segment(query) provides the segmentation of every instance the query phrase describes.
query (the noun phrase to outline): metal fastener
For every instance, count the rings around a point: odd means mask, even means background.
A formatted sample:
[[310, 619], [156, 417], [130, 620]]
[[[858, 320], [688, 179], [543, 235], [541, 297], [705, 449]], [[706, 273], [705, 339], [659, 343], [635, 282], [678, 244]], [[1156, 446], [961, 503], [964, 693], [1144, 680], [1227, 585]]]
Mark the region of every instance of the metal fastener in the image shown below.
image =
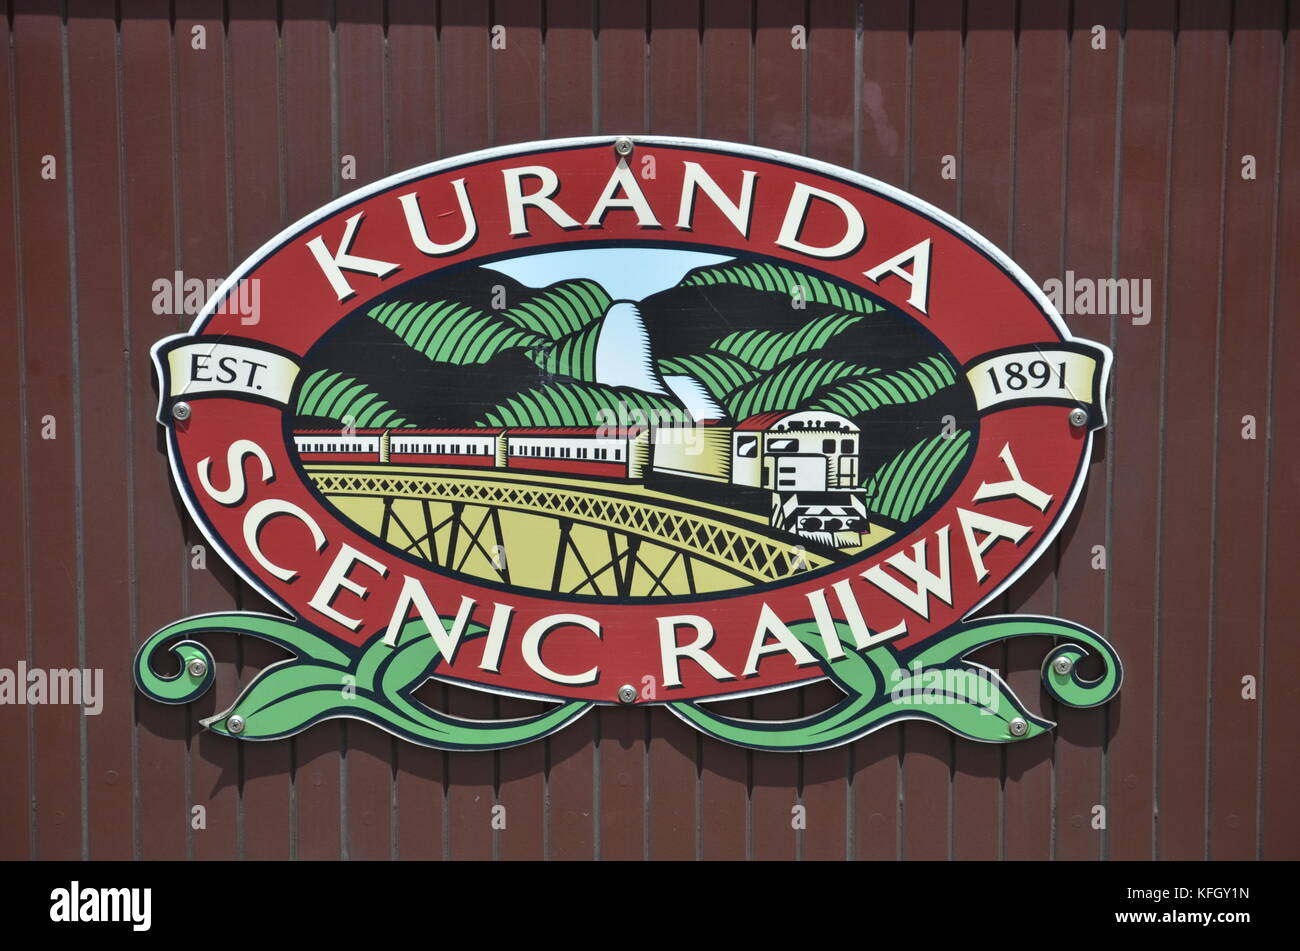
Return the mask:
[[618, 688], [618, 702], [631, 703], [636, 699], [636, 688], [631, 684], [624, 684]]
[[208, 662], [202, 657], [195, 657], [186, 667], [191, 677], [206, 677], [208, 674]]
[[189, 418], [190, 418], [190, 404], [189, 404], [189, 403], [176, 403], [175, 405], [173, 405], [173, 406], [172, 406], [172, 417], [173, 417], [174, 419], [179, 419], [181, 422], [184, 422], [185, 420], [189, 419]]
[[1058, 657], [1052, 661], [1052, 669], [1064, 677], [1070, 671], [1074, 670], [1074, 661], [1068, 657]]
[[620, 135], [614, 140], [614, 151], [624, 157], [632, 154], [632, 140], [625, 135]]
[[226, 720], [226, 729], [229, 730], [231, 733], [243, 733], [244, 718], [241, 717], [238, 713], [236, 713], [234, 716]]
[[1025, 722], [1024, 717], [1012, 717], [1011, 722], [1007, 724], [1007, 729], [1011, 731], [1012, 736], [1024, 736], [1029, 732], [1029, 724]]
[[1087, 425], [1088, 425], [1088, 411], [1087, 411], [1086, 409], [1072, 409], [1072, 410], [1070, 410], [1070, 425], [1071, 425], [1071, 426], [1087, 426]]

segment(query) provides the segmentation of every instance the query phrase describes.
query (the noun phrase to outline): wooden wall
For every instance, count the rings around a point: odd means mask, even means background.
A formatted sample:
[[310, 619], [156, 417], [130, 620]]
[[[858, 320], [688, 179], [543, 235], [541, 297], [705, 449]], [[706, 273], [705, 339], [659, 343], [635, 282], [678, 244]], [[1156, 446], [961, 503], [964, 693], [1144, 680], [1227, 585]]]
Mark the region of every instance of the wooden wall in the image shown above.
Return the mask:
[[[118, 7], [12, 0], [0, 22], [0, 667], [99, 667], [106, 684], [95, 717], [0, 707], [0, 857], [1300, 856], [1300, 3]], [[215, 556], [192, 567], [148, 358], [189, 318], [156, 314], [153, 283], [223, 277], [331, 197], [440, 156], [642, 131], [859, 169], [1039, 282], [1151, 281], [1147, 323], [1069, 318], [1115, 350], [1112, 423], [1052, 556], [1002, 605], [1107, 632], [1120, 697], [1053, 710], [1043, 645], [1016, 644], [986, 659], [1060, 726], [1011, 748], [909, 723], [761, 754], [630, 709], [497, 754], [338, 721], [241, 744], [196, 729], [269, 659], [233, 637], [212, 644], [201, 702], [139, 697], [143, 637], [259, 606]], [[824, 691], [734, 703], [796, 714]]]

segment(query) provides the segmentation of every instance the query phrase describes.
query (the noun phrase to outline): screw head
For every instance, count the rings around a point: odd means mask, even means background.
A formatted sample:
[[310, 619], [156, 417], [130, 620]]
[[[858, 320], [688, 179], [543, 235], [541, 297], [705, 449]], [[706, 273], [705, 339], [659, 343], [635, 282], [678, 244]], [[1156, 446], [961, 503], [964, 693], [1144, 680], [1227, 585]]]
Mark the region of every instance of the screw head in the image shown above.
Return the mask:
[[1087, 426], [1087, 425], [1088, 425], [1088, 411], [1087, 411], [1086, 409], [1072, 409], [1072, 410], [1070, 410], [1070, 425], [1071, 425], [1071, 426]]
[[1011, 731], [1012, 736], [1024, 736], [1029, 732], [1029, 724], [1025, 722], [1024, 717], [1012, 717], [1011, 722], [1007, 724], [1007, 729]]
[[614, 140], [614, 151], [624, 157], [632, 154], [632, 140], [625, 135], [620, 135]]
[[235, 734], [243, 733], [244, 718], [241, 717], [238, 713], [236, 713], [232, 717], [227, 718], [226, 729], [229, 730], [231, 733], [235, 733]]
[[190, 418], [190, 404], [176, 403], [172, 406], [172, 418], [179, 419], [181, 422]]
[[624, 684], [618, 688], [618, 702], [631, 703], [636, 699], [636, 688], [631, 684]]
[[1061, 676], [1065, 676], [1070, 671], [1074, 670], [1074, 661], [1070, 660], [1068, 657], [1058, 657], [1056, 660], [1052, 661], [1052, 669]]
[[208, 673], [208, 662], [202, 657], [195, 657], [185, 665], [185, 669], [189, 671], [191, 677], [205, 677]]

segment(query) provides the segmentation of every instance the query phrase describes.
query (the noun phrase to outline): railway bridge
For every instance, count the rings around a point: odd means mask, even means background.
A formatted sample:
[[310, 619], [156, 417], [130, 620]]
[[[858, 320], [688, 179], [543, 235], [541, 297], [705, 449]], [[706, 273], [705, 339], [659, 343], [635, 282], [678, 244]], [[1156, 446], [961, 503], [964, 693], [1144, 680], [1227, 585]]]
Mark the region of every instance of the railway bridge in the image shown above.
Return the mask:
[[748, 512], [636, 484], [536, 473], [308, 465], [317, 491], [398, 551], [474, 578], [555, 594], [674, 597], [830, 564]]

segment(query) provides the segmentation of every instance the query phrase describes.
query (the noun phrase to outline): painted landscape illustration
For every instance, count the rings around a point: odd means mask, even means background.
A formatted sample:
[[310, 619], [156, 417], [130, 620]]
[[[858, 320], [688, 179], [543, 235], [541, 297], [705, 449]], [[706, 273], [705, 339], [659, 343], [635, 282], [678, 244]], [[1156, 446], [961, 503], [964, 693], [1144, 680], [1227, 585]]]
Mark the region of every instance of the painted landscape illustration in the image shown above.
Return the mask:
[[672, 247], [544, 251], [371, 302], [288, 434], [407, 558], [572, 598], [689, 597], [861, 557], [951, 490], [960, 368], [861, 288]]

...

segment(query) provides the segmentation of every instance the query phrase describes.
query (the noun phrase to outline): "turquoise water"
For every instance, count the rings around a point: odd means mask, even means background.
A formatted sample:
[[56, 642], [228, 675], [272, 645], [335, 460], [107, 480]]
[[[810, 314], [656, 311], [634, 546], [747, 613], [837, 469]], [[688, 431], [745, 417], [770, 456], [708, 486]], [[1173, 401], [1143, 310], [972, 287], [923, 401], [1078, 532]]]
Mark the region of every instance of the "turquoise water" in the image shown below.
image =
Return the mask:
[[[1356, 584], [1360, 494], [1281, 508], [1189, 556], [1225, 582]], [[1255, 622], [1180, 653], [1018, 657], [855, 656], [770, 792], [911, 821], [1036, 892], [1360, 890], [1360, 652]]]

* * *

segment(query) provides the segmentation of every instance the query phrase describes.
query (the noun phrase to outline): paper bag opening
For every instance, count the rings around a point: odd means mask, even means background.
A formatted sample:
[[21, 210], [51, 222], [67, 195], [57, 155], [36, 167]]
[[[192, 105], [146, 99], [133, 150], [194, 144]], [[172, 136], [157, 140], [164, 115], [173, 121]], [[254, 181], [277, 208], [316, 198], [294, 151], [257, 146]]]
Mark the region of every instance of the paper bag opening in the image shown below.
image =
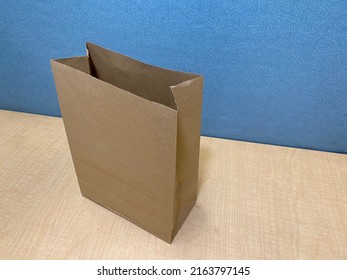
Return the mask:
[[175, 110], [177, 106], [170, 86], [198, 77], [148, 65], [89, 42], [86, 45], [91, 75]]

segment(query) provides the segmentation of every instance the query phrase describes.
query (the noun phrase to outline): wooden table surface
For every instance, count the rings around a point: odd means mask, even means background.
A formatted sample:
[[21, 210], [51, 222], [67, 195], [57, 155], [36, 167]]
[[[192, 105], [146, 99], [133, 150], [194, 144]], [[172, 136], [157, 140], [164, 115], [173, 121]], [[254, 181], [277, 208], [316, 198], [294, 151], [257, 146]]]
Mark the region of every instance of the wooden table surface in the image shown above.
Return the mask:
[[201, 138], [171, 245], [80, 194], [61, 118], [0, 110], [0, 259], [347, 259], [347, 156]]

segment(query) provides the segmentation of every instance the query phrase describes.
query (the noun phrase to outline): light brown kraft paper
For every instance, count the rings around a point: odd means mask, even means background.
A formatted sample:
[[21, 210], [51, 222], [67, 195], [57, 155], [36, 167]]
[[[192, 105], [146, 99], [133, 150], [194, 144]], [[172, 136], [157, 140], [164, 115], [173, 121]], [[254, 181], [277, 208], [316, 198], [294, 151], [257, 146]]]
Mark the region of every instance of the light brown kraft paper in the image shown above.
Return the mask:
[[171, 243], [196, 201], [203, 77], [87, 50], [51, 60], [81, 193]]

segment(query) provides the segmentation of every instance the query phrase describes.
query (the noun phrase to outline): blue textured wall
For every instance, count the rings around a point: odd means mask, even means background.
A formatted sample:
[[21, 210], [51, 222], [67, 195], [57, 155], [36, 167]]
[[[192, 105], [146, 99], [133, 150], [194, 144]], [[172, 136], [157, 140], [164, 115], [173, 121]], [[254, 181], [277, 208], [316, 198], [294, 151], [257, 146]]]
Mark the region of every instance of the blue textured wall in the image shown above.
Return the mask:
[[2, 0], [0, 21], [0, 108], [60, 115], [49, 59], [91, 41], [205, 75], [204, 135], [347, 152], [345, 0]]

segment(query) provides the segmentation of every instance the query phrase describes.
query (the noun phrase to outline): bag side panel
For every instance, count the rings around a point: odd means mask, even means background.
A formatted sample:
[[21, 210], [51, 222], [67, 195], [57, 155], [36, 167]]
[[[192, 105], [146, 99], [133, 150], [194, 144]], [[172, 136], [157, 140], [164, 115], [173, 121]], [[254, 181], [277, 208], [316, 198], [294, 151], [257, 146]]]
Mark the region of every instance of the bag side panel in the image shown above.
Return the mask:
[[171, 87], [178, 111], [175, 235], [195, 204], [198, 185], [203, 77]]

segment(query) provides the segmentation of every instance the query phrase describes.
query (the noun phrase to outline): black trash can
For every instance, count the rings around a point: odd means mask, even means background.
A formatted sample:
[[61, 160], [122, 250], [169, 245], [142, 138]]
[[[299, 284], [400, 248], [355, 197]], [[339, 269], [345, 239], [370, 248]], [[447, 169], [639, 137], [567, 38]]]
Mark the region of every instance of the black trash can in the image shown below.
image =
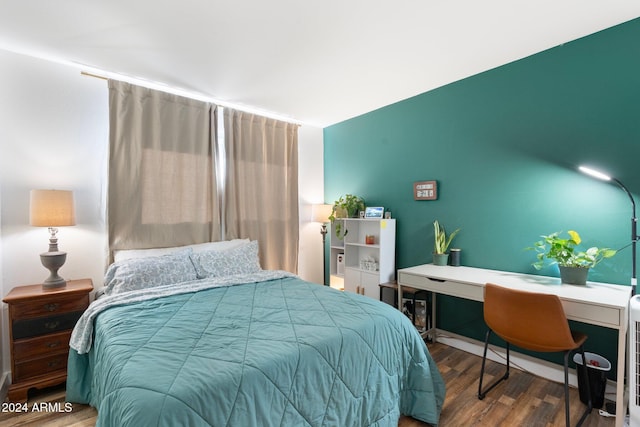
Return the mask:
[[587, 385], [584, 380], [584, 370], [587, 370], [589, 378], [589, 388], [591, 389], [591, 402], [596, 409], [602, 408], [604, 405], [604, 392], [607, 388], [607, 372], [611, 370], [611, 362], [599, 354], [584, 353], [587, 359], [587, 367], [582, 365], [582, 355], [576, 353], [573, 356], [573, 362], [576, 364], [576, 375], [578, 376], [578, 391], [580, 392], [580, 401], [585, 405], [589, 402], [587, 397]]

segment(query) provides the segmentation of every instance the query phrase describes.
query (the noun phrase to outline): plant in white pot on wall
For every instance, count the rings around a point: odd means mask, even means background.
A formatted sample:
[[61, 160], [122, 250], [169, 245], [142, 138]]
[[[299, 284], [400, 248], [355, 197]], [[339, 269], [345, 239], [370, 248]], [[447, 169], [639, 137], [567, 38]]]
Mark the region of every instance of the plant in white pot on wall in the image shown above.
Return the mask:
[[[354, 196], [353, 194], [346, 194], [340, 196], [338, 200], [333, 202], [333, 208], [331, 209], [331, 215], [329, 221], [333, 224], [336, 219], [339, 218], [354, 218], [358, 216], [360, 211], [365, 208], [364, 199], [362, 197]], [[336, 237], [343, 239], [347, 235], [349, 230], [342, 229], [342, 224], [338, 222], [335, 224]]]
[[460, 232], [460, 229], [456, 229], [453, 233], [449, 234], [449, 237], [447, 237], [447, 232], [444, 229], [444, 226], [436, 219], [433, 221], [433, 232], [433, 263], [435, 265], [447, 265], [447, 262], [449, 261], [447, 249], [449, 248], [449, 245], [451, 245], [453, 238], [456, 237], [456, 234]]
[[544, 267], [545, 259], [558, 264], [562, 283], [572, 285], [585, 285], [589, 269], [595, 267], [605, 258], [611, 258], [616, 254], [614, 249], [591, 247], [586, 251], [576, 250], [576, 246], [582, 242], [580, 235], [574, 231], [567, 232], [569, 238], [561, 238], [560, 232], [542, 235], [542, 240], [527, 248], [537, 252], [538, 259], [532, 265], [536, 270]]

• _YOUR ASSIGNMENT_
Each line in the listing where the word "illustration" is found is to be copied.

• _RESULT_
query (the noun phrase to outline): painted landscape illustration
Mark the region of every instance of the painted landscape illustration in the image shown above.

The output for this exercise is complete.